**** Text shown ****

It should feel like it's been a long time, because we first made enquiries in the summer, then we had our open day in September, then our sw interview in October, but our official application to adopt was sent off on 1 December so they are aiming to get us to Panel by summer, and it's all systems go. I even dared to look at kids stuff this week.... haven't done that in years!!   

Keep us posted for how you get on!! 
CX


----------



## liveinhope (Jan 8, 2008)

We had our first home visit today and it was nowhere near as bad I was expecting.  She did look round the house but not in any great depth just to check we had space etc for children.  She asked about some of the things we had put on our application form, and asked about our past tx etc.  I found it OK, even though I was really nervous.

We had our last tx about a year ago and gave ourselves 6months off before even pursuing adoption which was right for us.  We are now so excited about moving on to completing our family through adoption!

Good luck Skyblu, keep us posted

xx


----------



## skyblu (Sep 9, 2010)

Clomidia and liveinhope,

Thank you so much for your replies, it really helps being in contact with people who have and are going through the same things.

Clomidia, I am glad things are moving really well for you, where abouts do you live?
Also you mentioned about not being able to name the child you are placed with, this is not necessary true.
My dh auntie fosters babies short term,( from birth until they are adopted) and she had a boy named, let's just say "Josh" and the adopted parents then renamed him after he was legally theres.
I think this will depend on how old the child is but it is something you could ask at your next visit.

Liveinhope, well done on getting through your first home visit.
It is not as bad as we seem to think, but I wished I didn't blub when we talked about the m/c.
But we are human beings and do have feelings, I just hope it doesn't go against us.

Good luck to you both and keep me posted how you both get on.
Thinking of you.
Skybluxx


----------



## Clomidia (Dec 13, 2007)

Oh skyblue   

I think we all have to have a blub sometime - I bawled my eyes out yesterday when I read the reference our friends wrote for us; it was beautiful. Honest, tender, so so lovely. I'm welling up just thinking about it!!!    I don't think I'm going to be able to hold back the tears on some occasions but I am going to be honest and say, this is me, I get emotional - I don't keep things inside and tense up, I'd rather let it out - surely that's a positive thing?   

We are in London sweetie (and we are looking up to age 7 so probably won't be able to change names, but that's fine!)

****

Given exercise 1:
In the forum thread, what city does Clomidia say they are in?
Given exercise 2:
Please reproduce the forum thread between "Also you mentioned" and "your next visit.", inclusive.
Rely on the forum thread alone for these answers.

**** Items ****

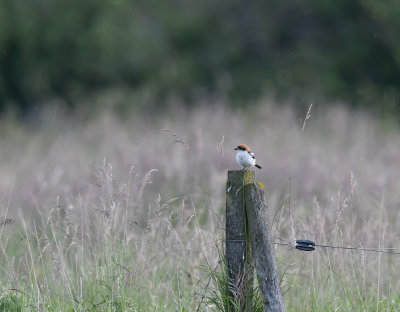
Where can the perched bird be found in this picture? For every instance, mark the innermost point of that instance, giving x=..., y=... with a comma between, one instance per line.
x=245, y=157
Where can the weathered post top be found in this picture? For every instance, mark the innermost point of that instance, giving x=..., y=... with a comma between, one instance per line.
x=246, y=225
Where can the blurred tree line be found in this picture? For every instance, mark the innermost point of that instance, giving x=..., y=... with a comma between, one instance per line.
x=307, y=50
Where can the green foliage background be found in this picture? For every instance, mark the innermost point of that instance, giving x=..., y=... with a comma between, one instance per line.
x=307, y=50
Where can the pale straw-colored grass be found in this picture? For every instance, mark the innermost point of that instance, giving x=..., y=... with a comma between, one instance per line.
x=118, y=214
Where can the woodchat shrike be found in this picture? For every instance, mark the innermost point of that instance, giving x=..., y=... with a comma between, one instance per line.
x=245, y=157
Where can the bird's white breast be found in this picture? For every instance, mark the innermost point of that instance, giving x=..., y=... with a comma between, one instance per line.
x=244, y=159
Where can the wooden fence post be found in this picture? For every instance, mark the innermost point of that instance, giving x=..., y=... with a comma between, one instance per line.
x=247, y=237
x=237, y=252
x=263, y=251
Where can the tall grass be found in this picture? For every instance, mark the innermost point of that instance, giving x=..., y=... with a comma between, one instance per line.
x=120, y=215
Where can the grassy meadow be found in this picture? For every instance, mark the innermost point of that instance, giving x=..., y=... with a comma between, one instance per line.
x=127, y=214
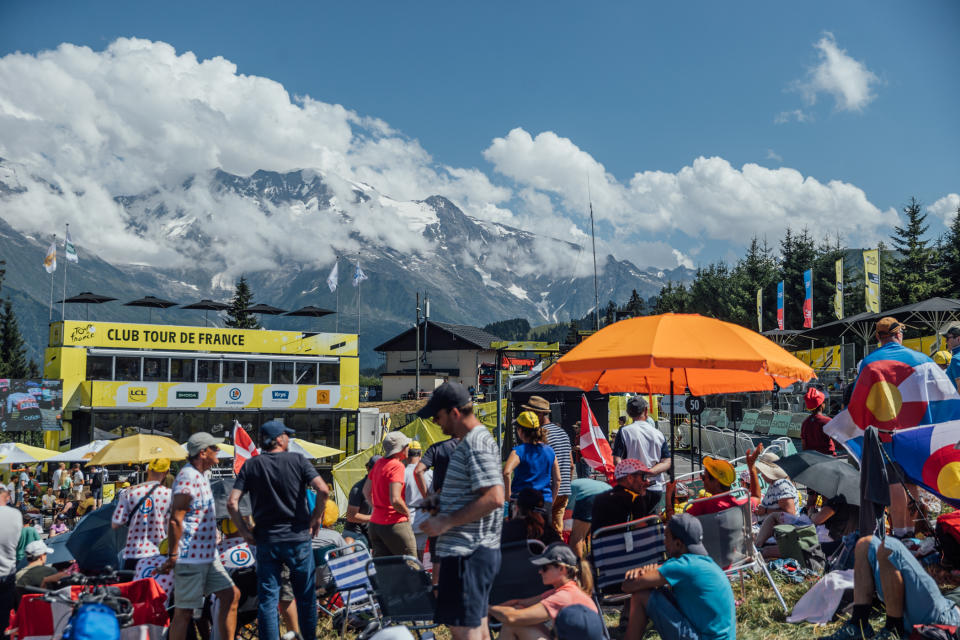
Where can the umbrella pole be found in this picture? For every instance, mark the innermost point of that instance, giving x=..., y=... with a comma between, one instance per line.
x=672, y=473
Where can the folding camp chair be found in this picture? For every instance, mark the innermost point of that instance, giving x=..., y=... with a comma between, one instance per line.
x=404, y=591
x=728, y=537
x=348, y=567
x=618, y=548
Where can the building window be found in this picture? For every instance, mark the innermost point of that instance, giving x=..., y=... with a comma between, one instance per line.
x=282, y=372
x=99, y=367
x=329, y=373
x=258, y=371
x=155, y=369
x=234, y=370
x=128, y=368
x=182, y=369
x=208, y=371
x=306, y=373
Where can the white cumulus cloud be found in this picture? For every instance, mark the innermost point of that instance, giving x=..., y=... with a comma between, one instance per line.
x=847, y=80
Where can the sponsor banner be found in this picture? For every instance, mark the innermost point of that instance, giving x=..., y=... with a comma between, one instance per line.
x=871, y=270
x=780, y=305
x=808, y=299
x=30, y=405
x=194, y=395
x=72, y=333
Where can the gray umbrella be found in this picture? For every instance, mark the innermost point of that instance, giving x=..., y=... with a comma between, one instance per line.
x=828, y=476
x=94, y=543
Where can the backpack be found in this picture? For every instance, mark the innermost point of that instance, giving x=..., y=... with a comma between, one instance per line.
x=947, y=534
x=801, y=544
x=93, y=621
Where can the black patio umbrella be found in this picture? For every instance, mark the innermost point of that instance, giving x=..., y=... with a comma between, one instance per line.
x=151, y=302
x=207, y=305
x=94, y=543
x=221, y=491
x=828, y=476
x=86, y=298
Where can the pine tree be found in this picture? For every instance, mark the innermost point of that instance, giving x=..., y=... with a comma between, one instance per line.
x=13, y=351
x=949, y=255
x=913, y=275
x=635, y=305
x=237, y=315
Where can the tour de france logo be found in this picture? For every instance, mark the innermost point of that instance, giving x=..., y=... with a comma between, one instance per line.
x=83, y=333
x=240, y=556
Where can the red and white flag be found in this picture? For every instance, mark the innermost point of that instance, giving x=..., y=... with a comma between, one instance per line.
x=593, y=444
x=243, y=448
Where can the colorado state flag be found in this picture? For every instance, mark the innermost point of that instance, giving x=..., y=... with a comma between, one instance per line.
x=910, y=400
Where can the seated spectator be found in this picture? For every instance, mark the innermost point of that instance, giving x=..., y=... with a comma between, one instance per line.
x=49, y=501
x=718, y=477
x=571, y=584
x=583, y=491
x=532, y=463
x=833, y=520
x=28, y=534
x=909, y=594
x=781, y=495
x=59, y=525
x=699, y=601
x=529, y=521
x=625, y=502
x=38, y=573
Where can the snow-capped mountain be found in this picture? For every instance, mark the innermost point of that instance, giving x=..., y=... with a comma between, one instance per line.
x=282, y=231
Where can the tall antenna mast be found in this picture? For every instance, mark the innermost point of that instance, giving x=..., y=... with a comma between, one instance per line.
x=593, y=238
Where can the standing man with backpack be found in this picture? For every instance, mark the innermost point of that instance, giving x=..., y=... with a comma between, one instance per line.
x=143, y=509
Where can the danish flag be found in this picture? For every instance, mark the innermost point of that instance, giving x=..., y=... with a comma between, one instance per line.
x=593, y=444
x=243, y=448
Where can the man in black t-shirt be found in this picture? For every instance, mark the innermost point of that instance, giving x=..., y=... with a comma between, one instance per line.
x=358, y=510
x=277, y=482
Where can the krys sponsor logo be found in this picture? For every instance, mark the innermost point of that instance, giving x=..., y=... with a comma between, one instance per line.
x=136, y=394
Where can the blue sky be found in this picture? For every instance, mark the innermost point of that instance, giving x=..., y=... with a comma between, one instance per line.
x=639, y=87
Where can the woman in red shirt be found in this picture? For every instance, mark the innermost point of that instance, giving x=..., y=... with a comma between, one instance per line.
x=390, y=531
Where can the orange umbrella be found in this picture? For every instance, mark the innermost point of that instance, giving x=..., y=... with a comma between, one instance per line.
x=655, y=354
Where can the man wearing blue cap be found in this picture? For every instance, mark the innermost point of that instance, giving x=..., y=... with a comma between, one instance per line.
x=688, y=596
x=277, y=482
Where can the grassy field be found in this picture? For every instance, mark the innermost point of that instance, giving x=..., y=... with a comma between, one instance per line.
x=759, y=616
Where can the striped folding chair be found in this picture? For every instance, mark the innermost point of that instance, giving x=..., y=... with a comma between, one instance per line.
x=348, y=568
x=618, y=548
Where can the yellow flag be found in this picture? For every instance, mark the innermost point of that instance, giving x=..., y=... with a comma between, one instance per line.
x=871, y=271
x=838, y=295
x=760, y=310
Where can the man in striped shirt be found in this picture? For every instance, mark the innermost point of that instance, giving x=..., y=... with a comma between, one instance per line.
x=557, y=438
x=469, y=519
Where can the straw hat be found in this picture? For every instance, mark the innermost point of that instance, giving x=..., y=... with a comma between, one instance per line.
x=767, y=465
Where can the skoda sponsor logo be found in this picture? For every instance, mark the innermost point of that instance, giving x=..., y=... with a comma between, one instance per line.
x=136, y=394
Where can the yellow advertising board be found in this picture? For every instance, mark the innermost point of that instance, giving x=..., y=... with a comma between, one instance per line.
x=200, y=395
x=72, y=333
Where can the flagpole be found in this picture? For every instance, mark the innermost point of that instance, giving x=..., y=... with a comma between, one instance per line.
x=63, y=302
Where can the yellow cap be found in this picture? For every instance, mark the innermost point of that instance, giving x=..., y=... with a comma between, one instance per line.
x=528, y=420
x=720, y=469
x=159, y=465
x=227, y=527
x=330, y=513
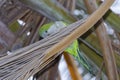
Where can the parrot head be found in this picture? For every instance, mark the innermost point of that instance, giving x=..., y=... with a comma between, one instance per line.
x=51, y=28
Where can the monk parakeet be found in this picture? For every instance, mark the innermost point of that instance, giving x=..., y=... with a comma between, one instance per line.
x=73, y=49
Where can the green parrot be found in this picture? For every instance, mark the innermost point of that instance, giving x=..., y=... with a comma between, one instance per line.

****

Correct answer 1:
London

Correct answer 2:
Also you mentioned about not being able to name the child you are placed with, this is not necessary true.
My dh auntie fosters babies short term,( from birth until they are adopted) and she had a boy named, let's just say "Josh" and the adopted parents then renamed him after he was legally theres.
I think this will depend on how old the child is but it is something you could ask at your next visit.